Supplied text
- - -
Injection drug users are at exceedingly heightened risk for contracting infectious diseases like Hepatitis C and HIV, and risk behaviors associated with drug use and sexual behavior contribute greatly to the prevalence of HIV and HCV in PWID communities. The injection drug user population in Puerto Rico, moreover, has witnessed greater destruction from these diseases than the national average due to increased need and tendency to participate in risky behaviors.
REACH researchers Kirk Dombrowski and Roberto Abadie contributed to a study regarding risk behaviors in rural Puerto Rican PWID social networks. The study was published in September in The Journal of Rural Health. The researchers’ objective was to define subtypes of injection and sexual risk populations within the PWID community and find correlates that could predict which characteristics of PWID would contribute to their membership in specific risk subtypes.
- - -
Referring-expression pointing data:
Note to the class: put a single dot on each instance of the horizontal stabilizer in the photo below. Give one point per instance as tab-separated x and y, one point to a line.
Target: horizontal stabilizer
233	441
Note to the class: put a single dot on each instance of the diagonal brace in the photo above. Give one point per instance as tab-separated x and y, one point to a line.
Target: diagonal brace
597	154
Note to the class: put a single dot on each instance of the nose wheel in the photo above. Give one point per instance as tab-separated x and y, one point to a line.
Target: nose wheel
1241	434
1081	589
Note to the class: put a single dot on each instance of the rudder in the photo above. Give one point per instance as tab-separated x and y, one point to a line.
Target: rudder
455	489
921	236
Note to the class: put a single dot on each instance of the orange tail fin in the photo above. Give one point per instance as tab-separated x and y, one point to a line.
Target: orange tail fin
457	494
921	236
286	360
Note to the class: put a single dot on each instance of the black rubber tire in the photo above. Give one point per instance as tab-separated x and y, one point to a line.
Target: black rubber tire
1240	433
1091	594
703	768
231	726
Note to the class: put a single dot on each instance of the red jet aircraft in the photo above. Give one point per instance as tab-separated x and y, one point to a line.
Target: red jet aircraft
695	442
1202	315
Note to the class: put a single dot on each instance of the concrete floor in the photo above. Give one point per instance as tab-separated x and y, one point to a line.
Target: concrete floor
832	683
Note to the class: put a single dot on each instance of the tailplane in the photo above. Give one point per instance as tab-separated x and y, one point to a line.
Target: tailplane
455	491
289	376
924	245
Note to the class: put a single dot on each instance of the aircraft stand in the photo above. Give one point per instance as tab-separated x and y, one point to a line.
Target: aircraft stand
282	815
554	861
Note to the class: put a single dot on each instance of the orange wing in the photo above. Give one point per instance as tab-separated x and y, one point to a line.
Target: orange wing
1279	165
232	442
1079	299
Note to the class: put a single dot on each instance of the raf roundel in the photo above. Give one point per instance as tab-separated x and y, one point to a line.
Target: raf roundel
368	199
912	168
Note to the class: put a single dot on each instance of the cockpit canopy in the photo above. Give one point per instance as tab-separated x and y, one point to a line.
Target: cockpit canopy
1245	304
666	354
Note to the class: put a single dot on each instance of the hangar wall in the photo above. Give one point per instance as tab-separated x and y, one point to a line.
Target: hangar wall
- - -
Work order 1
Answer these questions from the text on injection drug use in Puerto Rico, above the listing.
(a) Which two infectious diseases are named?
(b) In which journal, and in what month, was the study published?
(c) Which two REACH researchers contributed to the study?
Work order 2
Carry on the text about risk behaviors among injection drug users in rural Puerto Rico from the point where it stops.

Task response 1
(a) Hepatitis C and HIV.
(b) The Journal of Rural Health, in September.
(c) Kirk Dombrowski and Roberto Abadie.

Task response 2
The study was based on the rural Puerto Rican sample used by REACH researchers consisting of 315 injection drug users. Researchers categorized the risk subtypes of PWID by having low risk overall, high injection/low sexual risk, low injection/high sexual risk and high risk overall, based on common risk behavior indicators. The authors of the study demonstrated the findings that “younger age and past year homelessness predicted high-risk latent class membership, relative to the other classes” and “daily speedball use predicted membership in the high injection/low sexual risk class, relative to the low risk and low injection/high sexual risk classes.”
Understanding the risk behaviors of subtype classes of PWID will further assist in evidence-based interventions among the PWID population to prevent poor outcomes of injection drug use in Puerto Rico and the nation.